• [Task to carry out]: Put every line of the records below into a numbered list, and drop any blank lines.

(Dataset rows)
********

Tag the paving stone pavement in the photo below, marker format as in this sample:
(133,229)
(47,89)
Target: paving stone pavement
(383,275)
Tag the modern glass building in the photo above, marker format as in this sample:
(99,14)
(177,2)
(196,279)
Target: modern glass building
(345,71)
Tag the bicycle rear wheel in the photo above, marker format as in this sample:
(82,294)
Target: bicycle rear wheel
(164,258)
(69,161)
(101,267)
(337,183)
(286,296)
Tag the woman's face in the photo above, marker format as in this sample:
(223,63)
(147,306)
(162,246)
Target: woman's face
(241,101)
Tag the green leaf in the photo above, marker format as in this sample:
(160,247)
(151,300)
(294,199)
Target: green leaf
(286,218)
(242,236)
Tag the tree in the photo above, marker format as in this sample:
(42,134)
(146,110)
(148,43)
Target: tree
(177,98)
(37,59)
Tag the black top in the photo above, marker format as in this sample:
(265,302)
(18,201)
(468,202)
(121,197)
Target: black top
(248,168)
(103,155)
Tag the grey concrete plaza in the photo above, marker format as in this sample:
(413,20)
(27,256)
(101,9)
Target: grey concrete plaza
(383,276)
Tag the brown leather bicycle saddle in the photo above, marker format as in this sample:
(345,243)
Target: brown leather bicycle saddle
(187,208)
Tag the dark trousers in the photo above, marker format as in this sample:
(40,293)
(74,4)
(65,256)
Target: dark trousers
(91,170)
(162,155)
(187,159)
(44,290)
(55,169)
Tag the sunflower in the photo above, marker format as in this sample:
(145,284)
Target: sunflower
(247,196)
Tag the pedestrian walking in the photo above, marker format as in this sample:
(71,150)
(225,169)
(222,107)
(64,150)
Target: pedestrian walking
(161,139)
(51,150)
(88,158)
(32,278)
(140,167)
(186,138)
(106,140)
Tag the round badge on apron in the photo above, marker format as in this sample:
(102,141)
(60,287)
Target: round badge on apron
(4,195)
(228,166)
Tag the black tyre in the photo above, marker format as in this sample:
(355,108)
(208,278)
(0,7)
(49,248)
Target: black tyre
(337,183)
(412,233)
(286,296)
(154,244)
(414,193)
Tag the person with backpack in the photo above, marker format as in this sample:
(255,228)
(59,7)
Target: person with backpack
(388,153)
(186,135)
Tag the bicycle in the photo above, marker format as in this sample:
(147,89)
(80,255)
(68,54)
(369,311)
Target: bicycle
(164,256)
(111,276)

********

• [Written response]:
1. Tag the paving stone pavement in the photo below, marker format as in this sample:
2. (133,229)
3. (47,89)
4. Target: paving stone pavement
5. (383,275)
6. Tag the modern glass building in the photo above, marker format as in this sample:
7. (99,14)
8. (177,2)
9. (196,279)
10. Target: modern glass building
11. (345,71)
12. Tag the bicycle rear wheel in the photo above, marker format as in this sample:
13. (82,294)
14. Target: bicycle rear wheel
15. (164,258)
16. (69,161)
17. (101,267)
18. (337,183)
19. (286,296)
20. Tag the woman's face in the photo above, marker format as in this sample:
21. (223,63)
22. (147,306)
23. (162,246)
24. Target: woman's face
25. (241,101)
26. Tag the green leaf in the photo above, marker format as in this sample:
27. (160,247)
28. (151,300)
29. (294,199)
30. Target: green leaf
31. (286,218)
32. (242,236)
33. Tag the tree in the photo above, marker format as in this sample:
34. (42,134)
35. (146,110)
36. (148,43)
37. Target: tree
38. (177,98)
39. (37,59)
40. Tag the black top in the photo above, marker format as in this sample:
41. (265,302)
42. (18,201)
43. (468,202)
44. (121,197)
45. Target: black top
46. (248,168)
47. (103,155)
48. Tag the grey concrete plaza in the photo above, marker format as in this sample:
49. (413,20)
50. (27,256)
51. (101,9)
52. Target: grey concrete plaza
53. (383,276)
54. Tag the brown leather bicycle saddle in the photo above, marker format as in this sample:
55. (345,243)
56. Target: brown leather bicycle saddle
57. (187,208)
58. Tag the dark trousers in the photo above, marker format as in this sample:
59. (40,293)
60. (74,4)
61. (65,256)
62. Target: dark trousers
63. (91,170)
64. (162,155)
65. (187,159)
66. (44,290)
67. (55,169)
68. Tag the sunflower in the photo above, marker format as in this sample:
69. (145,284)
70. Target: sunflower
71. (247,196)
72. Tag the pedestrian walking in the photo above, marker format as in this sample:
73. (71,150)
74. (225,169)
75. (222,107)
76. (64,150)
77. Target: pedestrian walking
78. (161,139)
79. (51,150)
80. (88,158)
81. (32,278)
82. (140,167)
83. (186,138)
84. (106,140)
85. Tag the round badge on apron in the photo above, marker format as in this sample:
86. (102,141)
87. (60,287)
88. Target: round badge on apron
89. (4,195)
90. (228,166)
91. Tag the black tyre in the photo above, marker format as in this sample:
92. (355,108)
93. (208,278)
94. (0,7)
95. (49,248)
96. Target: black tyre
97. (337,183)
98. (412,233)
99. (286,296)
100. (154,244)
101. (414,193)
102. Tag the person with backpack in the photo above, marker format as in this sample:
103. (255,228)
104. (59,7)
105. Target: person with backpack
106. (388,153)
107. (186,135)
108. Tag the bicycle in the photo above, marker format as in this sample:
109. (147,89)
110. (80,255)
111. (68,54)
112. (369,311)
113. Target: bicycle
114. (164,256)
115. (111,276)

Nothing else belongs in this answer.